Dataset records
## start

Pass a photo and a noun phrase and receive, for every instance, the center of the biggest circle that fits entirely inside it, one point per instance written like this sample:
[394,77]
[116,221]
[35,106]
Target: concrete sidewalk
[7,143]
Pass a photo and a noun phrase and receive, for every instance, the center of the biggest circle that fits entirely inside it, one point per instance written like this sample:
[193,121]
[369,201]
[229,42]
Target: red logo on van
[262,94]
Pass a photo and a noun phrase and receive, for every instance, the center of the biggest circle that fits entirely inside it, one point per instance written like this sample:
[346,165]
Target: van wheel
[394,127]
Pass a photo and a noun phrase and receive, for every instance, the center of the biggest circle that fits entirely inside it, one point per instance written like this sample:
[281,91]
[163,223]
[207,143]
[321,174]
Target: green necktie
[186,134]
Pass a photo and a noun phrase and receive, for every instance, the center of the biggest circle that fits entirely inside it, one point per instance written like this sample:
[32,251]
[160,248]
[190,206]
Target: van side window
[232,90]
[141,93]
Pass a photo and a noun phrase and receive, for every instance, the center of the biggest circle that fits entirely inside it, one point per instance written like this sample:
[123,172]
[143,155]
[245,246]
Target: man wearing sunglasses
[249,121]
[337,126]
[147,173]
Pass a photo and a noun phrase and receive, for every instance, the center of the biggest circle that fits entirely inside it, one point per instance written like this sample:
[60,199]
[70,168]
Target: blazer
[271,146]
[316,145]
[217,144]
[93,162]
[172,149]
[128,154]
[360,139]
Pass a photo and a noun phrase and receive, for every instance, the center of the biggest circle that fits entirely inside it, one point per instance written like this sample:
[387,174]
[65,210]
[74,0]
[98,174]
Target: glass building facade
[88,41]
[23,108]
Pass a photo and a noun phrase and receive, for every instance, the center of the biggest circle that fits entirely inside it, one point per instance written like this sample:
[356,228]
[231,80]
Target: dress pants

## end

_Written request:_ From the records above, extract every line exactly as it stands.

_Final result:_
Pass a photo and a noun phrase and receive, for every instance, the center of the biggest circle that fits entirely inside it, one point per instance written like this sample:
[394,77]
[116,221]
[35,106]
Target: concrete sidewalk
[7,143]
Pass a photo and a noun phrase and receive, for every instance, the center of the biggest circle that fits entirely inside it, one point per instance written like this sample:
[193,121]
[369,201]
[229,42]
Target: red logo on van
[262,94]
Pass a photo and a noun phrase and receive, for every instance, the center of the biggest circle that fits entirely inside it, one point per instance written like this sample:
[346,165]
Target: van wheel
[394,127]
Pass a photo and a noun phrase and receive, for every instance, the center of the biggest circle that fits entirely inside it, one point per instance written like this sample:
[281,91]
[163,223]
[207,143]
[321,174]
Target: green necktie
[186,134]
Pass a photo and a noun phrase and receive, for every instance, the center of the biggest circle that fits entirely inside it, one point per instance written like this sample:
[32,251]
[160,248]
[190,206]
Target: van side window
[232,90]
[141,93]
Pass a photo and a noun phrase and receive, for every instance, the center of the biggest circle that fits entirely inside it, one point per instance written like this sample:
[123,172]
[143,155]
[245,246]
Target: man wearing sunglasses
[249,121]
[337,126]
[147,173]
Pass a photo and a noun phrase and receive, for every instance, the center of the biggest circle that fits entirely inside it, one point per instance written like this sample:
[60,199]
[70,168]
Target: blazer
[271,146]
[316,145]
[217,144]
[93,162]
[172,149]
[128,154]
[360,139]
Pass a photo and a noun phrase and receive, for every instance, the center of the biggest circle that fits entirely inside it, one point per instance written like this sample:
[387,174]
[65,210]
[74,0]
[98,174]
Target: glass building facade
[88,41]
[23,108]
Pass a photo and a noun phrase and receive, for every instance, the center of the biggest circle that fits entirely inside it, one point per instance written like this sample:
[356,228]
[231,80]
Target: dress pants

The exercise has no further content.